__The problem__
Reproduce all of the listing below, requests included, and adjust every point coordinate in the answers by adding -70 to each number. Leave the pictures out of your answer.

__Entries__
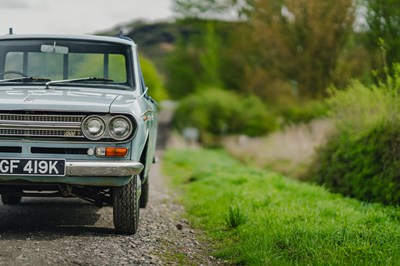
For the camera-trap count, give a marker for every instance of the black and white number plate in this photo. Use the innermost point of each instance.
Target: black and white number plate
(36, 167)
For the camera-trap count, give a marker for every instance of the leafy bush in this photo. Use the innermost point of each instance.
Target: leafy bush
(362, 159)
(216, 112)
(366, 167)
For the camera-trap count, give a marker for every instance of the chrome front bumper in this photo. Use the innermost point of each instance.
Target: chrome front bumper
(102, 168)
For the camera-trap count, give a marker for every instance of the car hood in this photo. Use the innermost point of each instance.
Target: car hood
(57, 100)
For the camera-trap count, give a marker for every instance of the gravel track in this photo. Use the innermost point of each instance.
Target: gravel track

__Correct response__
For the camera-trap count, give a marker for every instance of the black and white number plate in this photo. Use the innermost point of each instance.
Target: black and white number plate
(-34, 97)
For the camera-trap count, give a marker for every instance of the leafy bush in this photo. Use the innermost point of each instance.
Target: leafy bush
(292, 89)
(146, 42)
(296, 97)
For the camera-trap count, give a marker for every instance of the chrome front bumper in this photo. Use the innermost point of each instance.
Target: chrome front bumper
(32, 98)
For the camera-trap count, give a marker for every instance of the car hood in this photo. Use the innermost point of each instance.
Target: car hood
(-13, 30)
For the camera-trap count, give a marker for every instance of the gravel track in this photo. Use the innermost point of each instance.
Target: gravel track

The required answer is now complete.